Top of Records for this task

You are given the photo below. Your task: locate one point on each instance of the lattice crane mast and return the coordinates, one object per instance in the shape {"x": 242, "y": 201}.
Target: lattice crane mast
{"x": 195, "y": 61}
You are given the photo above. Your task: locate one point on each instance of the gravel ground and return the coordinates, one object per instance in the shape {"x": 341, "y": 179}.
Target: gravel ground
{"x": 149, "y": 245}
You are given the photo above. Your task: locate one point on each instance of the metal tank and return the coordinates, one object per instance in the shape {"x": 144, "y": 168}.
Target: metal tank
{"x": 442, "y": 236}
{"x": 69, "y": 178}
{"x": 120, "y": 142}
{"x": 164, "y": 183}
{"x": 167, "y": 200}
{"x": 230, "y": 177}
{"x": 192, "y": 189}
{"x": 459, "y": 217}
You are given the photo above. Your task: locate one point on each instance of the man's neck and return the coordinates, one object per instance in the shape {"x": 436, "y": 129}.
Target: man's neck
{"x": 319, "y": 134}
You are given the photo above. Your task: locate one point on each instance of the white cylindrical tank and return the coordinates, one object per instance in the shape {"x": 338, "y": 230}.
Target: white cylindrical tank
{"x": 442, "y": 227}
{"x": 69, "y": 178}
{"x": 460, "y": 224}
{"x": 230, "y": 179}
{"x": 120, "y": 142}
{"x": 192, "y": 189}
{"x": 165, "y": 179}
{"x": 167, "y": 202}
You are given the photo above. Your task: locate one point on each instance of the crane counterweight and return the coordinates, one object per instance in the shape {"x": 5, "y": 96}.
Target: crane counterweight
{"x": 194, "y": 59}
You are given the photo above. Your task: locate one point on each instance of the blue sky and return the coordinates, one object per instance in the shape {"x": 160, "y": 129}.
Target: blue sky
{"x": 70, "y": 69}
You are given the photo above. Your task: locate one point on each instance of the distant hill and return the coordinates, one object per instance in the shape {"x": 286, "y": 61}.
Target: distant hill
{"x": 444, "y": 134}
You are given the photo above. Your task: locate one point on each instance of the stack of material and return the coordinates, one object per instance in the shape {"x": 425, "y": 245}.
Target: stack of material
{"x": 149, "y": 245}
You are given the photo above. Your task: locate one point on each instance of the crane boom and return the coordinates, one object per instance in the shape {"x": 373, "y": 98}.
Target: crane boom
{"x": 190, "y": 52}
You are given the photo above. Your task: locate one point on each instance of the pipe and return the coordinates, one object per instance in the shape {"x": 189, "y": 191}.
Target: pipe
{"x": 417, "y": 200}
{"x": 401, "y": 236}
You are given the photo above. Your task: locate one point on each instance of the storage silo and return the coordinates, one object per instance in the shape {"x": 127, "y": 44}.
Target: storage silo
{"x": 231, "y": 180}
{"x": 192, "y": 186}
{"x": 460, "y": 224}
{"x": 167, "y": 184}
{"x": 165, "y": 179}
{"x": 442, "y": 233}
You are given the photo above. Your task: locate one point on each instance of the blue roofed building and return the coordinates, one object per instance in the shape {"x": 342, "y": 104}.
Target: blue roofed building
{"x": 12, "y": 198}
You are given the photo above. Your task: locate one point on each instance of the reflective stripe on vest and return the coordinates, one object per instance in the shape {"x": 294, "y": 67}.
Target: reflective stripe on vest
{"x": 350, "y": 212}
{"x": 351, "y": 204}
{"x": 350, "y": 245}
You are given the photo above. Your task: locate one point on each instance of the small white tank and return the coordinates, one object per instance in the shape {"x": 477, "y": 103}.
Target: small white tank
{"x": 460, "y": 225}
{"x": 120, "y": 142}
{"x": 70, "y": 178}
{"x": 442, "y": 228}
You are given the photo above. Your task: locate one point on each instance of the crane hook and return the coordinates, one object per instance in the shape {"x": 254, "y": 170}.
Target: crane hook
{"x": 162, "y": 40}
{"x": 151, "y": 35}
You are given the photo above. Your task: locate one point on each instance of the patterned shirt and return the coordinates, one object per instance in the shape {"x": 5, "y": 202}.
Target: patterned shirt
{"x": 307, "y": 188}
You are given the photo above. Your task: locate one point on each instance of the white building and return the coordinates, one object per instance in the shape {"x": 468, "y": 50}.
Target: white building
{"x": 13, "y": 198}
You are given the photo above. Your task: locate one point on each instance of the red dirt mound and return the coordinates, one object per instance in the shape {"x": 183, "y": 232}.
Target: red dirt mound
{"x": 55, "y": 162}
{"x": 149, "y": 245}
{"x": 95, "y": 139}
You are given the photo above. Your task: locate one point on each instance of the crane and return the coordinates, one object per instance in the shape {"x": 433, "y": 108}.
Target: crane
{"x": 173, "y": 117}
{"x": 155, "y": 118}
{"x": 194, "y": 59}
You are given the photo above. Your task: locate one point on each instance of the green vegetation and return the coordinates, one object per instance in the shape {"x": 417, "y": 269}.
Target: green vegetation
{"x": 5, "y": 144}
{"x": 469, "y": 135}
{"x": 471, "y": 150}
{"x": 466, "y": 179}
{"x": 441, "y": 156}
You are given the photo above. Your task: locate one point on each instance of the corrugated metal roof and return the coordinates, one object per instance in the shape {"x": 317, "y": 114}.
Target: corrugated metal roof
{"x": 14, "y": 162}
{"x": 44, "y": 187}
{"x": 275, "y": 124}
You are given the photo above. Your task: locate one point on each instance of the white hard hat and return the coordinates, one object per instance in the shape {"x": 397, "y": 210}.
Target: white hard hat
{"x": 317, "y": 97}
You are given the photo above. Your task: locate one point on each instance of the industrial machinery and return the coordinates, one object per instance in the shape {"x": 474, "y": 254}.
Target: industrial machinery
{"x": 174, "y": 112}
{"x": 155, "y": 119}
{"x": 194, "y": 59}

Bottom of Records for this task

- **Goal of the exercise**: Every single entry is to be retyped exactly.

- **Final answer**:
You are given the photo below. Your task: locate one point on each instance of the lattice crane mast and return the coordinates, one object per instance in the shape {"x": 242, "y": 201}.
Target: lattice crane mast
{"x": 195, "y": 61}
You are given the photo above. Your task: locate one point on each instance of the gravel ground and return the coordinates, one object per instance in the shape {"x": 341, "y": 179}.
Target: gravel ground
{"x": 149, "y": 245}
You are given the photo above. Your task: locate one point on each instance of the metal tank and return the coordinates, one object per instance in the shape {"x": 144, "y": 168}.
Target: metal tank
{"x": 442, "y": 236}
{"x": 69, "y": 178}
{"x": 120, "y": 142}
{"x": 164, "y": 183}
{"x": 167, "y": 200}
{"x": 230, "y": 177}
{"x": 192, "y": 189}
{"x": 459, "y": 217}
You are given the photo above. Your task: locate one point on each instance of the man's neck and return the coordinates, one object per instance in the shape {"x": 436, "y": 129}.
Target: man's neck
{"x": 319, "y": 134}
You are given the photo above. Your task: locate one point on each instance of the white cylindrical tank and return the coordinates, one object per instance in the shape {"x": 338, "y": 230}.
Target: white cylindrical tank
{"x": 442, "y": 227}
{"x": 69, "y": 178}
{"x": 460, "y": 224}
{"x": 230, "y": 179}
{"x": 120, "y": 142}
{"x": 192, "y": 189}
{"x": 165, "y": 179}
{"x": 167, "y": 202}
You are given the photo above. Your task: locate one point on each instance of the crane counterweight and return the coordinates, one object per instance in the shape {"x": 5, "y": 96}.
Target: crane counterweight
{"x": 194, "y": 59}
You are given the photo above. Your task: locate one point on each instance of the blue sky and return the coordinates, one object per instance in the shape {"x": 160, "y": 129}.
Target: blue sky
{"x": 70, "y": 69}
You are given the photo above. Your task: locate one point on each instance of the distant hill and return the coordinates, one object per instance in the shape {"x": 286, "y": 61}.
Target: distant hill
{"x": 444, "y": 134}
You are given the photo above. Your task: locate one point on each instance of the stack of material and return the coordinates, one object per instance in the shape {"x": 425, "y": 245}.
Target: stack of material
{"x": 149, "y": 245}
You are given the photo above. Your task: locate one point on each instance of the crane boom and return the coordinates, one object per instance in the shape {"x": 373, "y": 98}.
Target: crane boom
{"x": 190, "y": 52}
You are given the photo above. Your task: locate one point on each instance of the pipe and return the coordinates, one object per instance in the shape {"x": 189, "y": 191}.
Target: pipe
{"x": 417, "y": 200}
{"x": 401, "y": 236}
You are given the photo above. Your task: locate one point on each instance of the storage silo and return the coordinates, one object per instance in the shape {"x": 127, "y": 44}.
Target: storage silo
{"x": 231, "y": 180}
{"x": 192, "y": 186}
{"x": 460, "y": 224}
{"x": 167, "y": 184}
{"x": 165, "y": 179}
{"x": 442, "y": 233}
You are given the photo above. Your task: locate one point on each instance of the blue roofed building and return the coordinates, one object per instance in the shape {"x": 342, "y": 104}.
Target: blue roofed building
{"x": 12, "y": 198}
You are given the photo above. Your task: locate one point on each instance of the reflective stripe on vest and return the coordinates, one object per instance in the shape {"x": 294, "y": 67}.
Target: reflective stripe on vest
{"x": 350, "y": 212}
{"x": 351, "y": 204}
{"x": 350, "y": 245}
You are given the photo above. Your task: locate one point on each instance of the small white tank and return the coordinates, one object per instance in the shape {"x": 477, "y": 103}.
Target: small white tank
{"x": 460, "y": 225}
{"x": 120, "y": 142}
{"x": 70, "y": 178}
{"x": 442, "y": 228}
You are given the photo above. Your task: locate one point on each instance of the crane hook and return the coordinates, one object per instance in the shape {"x": 254, "y": 170}.
Target: crane hook
{"x": 162, "y": 40}
{"x": 151, "y": 35}
You are given the photo above. Your task: locate one point on each instance of the patterned shirt and return the coordinates, one object per instance in the shape {"x": 5, "y": 202}.
Target: patterned shirt
{"x": 307, "y": 188}
You are given the photo above. Your task: locate one point on each instance of the white building and return the coordinates, one object per instance in the shape {"x": 468, "y": 50}.
Target: white building
{"x": 13, "y": 198}
You are given the photo above. Your task: locate one point on each instance of the red dirt mound and return the coordinates, one object per instance in the shape {"x": 183, "y": 232}.
Target: red dirt mound
{"x": 55, "y": 162}
{"x": 149, "y": 245}
{"x": 95, "y": 139}
You are given the photo above. Your task: locate one point on each instance of the crane and return the coordinates, one object per instance in the shape {"x": 433, "y": 108}.
Target: crane
{"x": 173, "y": 117}
{"x": 155, "y": 118}
{"x": 194, "y": 59}
You are given the photo above. Your task: locate one point on each instance of the green vegetation and return the coordinates, one object per instance in the shape {"x": 417, "y": 269}.
Target: green vegetation
{"x": 5, "y": 144}
{"x": 469, "y": 135}
{"x": 471, "y": 150}
{"x": 466, "y": 179}
{"x": 441, "y": 156}
You are given the photo above. Your task: locate one point on each instance of the corrugated metal roof and return the coordinates, one object per instance in the shape {"x": 317, "y": 114}.
Target: corrugated metal roof
{"x": 14, "y": 162}
{"x": 44, "y": 187}
{"x": 275, "y": 124}
You are given the photo above. Your task: locate one point on each instance of the white hard hat and return the coordinates, one object per instance in the shape {"x": 397, "y": 210}.
Target: white hard hat
{"x": 317, "y": 97}
You are given the photo above. Your task: locate one point on each instance of the industrial machinery and return the coordinates, one object per instance in the shape {"x": 474, "y": 254}.
Target: industrial machinery
{"x": 174, "y": 112}
{"x": 155, "y": 119}
{"x": 194, "y": 59}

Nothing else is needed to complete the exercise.